External validity of non-parametric baseline hazard

kluijken · February 4, 2021, 5:01pm

I have a question regarding the external validity of semi-parametric models in prediction of time-to-event outcomes based on baseline predictor measurements only (no time-dependent covariates).

In clinical prediction modelling, it is key that a model performs well outside the derivation dataset. To this end, prediction models are validated in data that were not part of the derivation modelling process. For validation of a Cox proportional hazard model, absolute risk predictions would be obtained using information on the t-year baseline hazard from the derivation dataset, coefficients estimated in the derivation dataset and covariate input from the validation dataset.

For example, if I’d want to obtain the 10-year cardiovascular disease prediction for a male in the general population, I could consult a Framingham prediction model, and go to
https://framinghamheartstudy.org/fhs-risk-functions/cardiovascular-disease-10-year-risk/
The reported 10-year baseline hazard (0.88936) could be exponentiated by a centered linear predictor obtained from the reported coefficients and some covariate input to obtain a risk prediction.

I’m wondering: how valid is the reported baseline hazard at 10 years for new individuals?

Alternatively, the baseline hazard could have been modelled parametrically, which of course entails the risk of misspecification. For prediction modelling, however, I am curious whether parametric baseline hazards could reduce the likelihood of overfitting with respect to derivation data.

Do you have any thoughts on this or suggestions for further reading? Many thanks in advance!

f2harrell · February 5, 2021, 12:26pm

On a side note, external validation is often not as good as rigorous internal validation.

To your question, I don’t think of nonparametric estimators as overfitting more; they just have higher variance making for slightly wider confidence intervals of predictions than you would get from a parametric estimator. And of course the parametric estimator would have to be based on a model that had a decently good fit.

The baseline hazard is just as relevant for new individuals as the shape parameters you would estimate from a parametric model.

kluijken · February 5, 2021, 1:11pm

Agreed that a model should first and foremost be internally validated, that is a helpful starting point.

Putting the comparison non-parametric/parametric as a bias-variance trade-off makes sense to me (if I am paraphrasing you correctly), where the parametric estimator would introduce bias compared to the non-parametric estimator, but might gain some variance.
Your note

is of key importance here.

Thank you for sharing these insights, I greatly appreciate it!

> _Using the information_
(1) In the thread on baseline hazard validity, how does f2harrell say external validation often compares with rigorous internal validation?
(2) In the thread on baseline hazard validity, turn the paragraph beginning "In clinical prediction modelling" into a short bulleted list that keeps its main facts.
The listing that comes after this thread is separate material and has no connection to it.

> _Provided records_
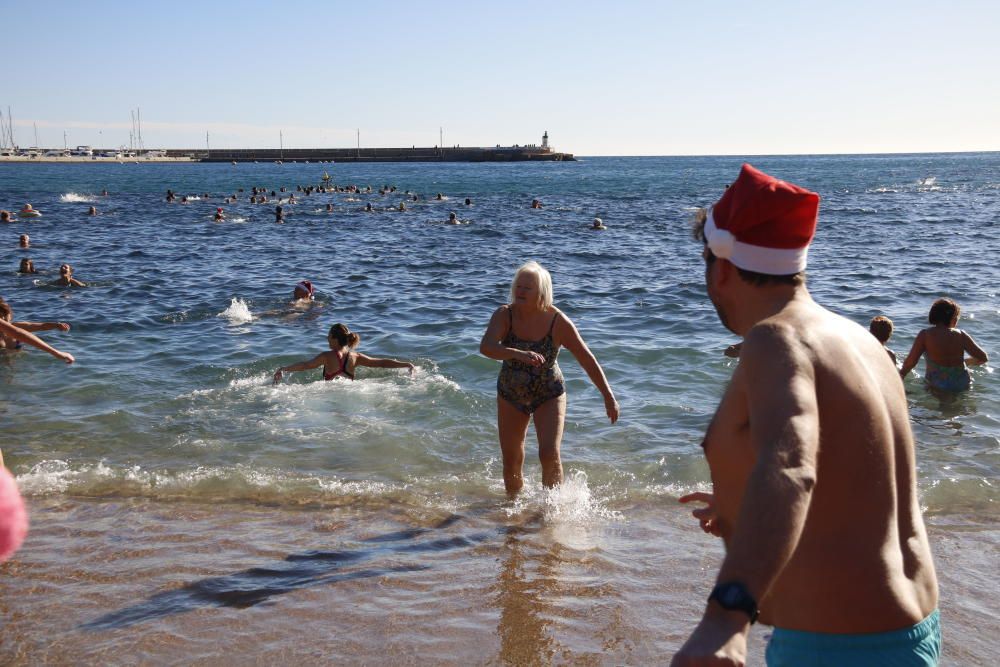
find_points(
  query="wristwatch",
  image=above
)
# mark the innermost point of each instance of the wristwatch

> _Task answers_
(1) External validation is often not as good as rigorous internal validation.

(2)
- A clinical prediction model needs to perform well outside the data it was derived from.
- So it is validated in data that were not part of the derivation process.
- To validate a Cox proportional hazard model, absolute risk predictions combine three things:
  - the t-year baseline hazard from the derivation data
  - coefficients estimated in the derivation data
  - covariate input from the validation data